[Items from a data source]
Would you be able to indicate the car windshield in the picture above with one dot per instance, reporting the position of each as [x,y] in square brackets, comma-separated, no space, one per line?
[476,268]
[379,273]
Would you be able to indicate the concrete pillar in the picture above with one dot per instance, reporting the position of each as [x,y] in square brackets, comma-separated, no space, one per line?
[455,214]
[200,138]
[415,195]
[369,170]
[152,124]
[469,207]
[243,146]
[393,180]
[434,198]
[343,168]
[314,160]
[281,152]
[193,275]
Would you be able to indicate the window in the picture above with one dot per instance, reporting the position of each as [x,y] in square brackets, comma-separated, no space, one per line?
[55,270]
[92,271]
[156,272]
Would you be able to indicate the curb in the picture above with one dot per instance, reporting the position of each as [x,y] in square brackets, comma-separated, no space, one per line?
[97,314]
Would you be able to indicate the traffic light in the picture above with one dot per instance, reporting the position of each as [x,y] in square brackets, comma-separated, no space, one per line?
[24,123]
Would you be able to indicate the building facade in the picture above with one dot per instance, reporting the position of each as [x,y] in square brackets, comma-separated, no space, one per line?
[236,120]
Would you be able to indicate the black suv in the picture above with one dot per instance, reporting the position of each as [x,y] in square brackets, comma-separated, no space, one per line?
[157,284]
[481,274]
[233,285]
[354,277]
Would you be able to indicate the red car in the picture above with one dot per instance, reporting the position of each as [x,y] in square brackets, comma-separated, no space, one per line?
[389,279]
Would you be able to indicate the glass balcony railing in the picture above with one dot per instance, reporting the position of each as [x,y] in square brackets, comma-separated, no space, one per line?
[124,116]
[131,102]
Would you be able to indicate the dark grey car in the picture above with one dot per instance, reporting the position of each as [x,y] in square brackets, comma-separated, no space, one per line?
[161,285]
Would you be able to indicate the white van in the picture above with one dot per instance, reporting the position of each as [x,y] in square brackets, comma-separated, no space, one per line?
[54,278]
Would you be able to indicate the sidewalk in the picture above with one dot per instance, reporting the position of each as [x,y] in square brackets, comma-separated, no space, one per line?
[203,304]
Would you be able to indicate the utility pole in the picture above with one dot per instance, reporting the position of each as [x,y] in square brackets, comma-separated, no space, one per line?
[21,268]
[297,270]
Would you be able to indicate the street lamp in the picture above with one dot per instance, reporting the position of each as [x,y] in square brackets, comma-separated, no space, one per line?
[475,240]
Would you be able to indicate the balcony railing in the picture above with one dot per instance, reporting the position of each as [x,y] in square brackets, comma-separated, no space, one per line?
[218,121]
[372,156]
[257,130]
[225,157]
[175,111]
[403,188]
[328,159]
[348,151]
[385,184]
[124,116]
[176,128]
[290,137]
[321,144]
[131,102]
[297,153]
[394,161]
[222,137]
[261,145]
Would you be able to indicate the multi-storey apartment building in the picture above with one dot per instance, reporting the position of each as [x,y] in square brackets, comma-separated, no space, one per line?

— Work order —
Write out each entry above exactly as it is written.

— Output of the exercise —
Would you be able to indicate the car windshield in the picture above with one dot per instance, reporting the position of each as [x,y] in square brackets, comma-separated, no space, one per line?
[476,268]
[379,273]
Would you be able to indicate the concrete pillar in the picture above with one dot per instance, reporting the position of each as [x,y] in square brackets, comma-separated, no space, one per line?
[455,214]
[200,138]
[415,195]
[369,170]
[152,124]
[469,207]
[243,146]
[393,180]
[434,198]
[343,168]
[314,160]
[281,152]
[193,275]
Would you be able to indicate the window in the picture above with one dot per instance, reporting the position of each as [x,y] in square brackets, comma-separated, no space, one per line?
[55,270]
[92,271]
[156,272]
Would you be able to indicate the curb in the picture above with one dot per instance, reporting the position of each as [x,y] in square brackets, comma-separated, no space, one per line?
[97,314]
Would you be able to indicate the traffic light in the picture above with one dot per instance, reporting the position of each as [x,y] in square brackets, comma-separated, no space, one per line?
[24,123]
Would you be able to indicate the building facade in the picture above with one dot per instance, reporting the position of each as [x,y] in square brackets, comma-separated, no space, one per line?
[236,120]
Would you be able to indicate the black suv in the picture above with one dot per instance, reporting the position of each as [x,y] in square brackets, comma-separated, no space, one per line?
[157,284]
[481,274]
[233,285]
[354,277]
Would you be able to indicate the red car in the picture above with one dot per instance, reporting the position of each as [x,y] in square brackets, comma-separated, no space, one per line?
[389,279]
Would you be able to indicate the glass balcony railing in the picture above with one dot per instance, reporting the position of each as [x,y] in square brackets, comma-separated, no space, one per line?
[124,116]
[131,102]
Would you be able to indicate the dark grey car in the picture above with one dot per instance, reporting the position of each as [x,y] in square brackets, comma-separated, no space, one per line?
[161,285]
Would you be able to indicate the white van in the picture above with one dot per instance, reporting the position of each as [x,y] in square brackets, comma-separated, no space, one per line?
[54,278]
Would you be able to indicate the sidewalk in the picture above with one dot per instance, reporting the position of each as [x,y] in square brackets, comma-separated, no space, one per line?
[203,304]
Would you be able to indicate the utility pole in the picture above with one dot per instance, reporting the position of each as [x,y] in square brackets, comma-separated, no space, one per line?
[21,268]
[297,270]
Would you be able to indicate the street lamp in the picture above with one dot per instance, reporting the position of each as [x,y] in square brackets, comma-separated, no space, one per line?
[475,240]
Would you be able to indicate the balcony railing in the picture above with one dot per instance, reporting the position of each as [x,y] in square brackets, comma-separated, no space, one per line?
[218,121]
[372,156]
[257,130]
[225,157]
[175,111]
[403,188]
[328,159]
[348,151]
[385,184]
[124,116]
[176,128]
[290,137]
[321,144]
[131,102]
[297,153]
[394,161]
[222,137]
[261,145]
Would you be able to indicate the multi-storey apartment building in the picture above with one dot per instance, reporting the position of each as [x,y] in square brackets, comma-separated, no space, one per line?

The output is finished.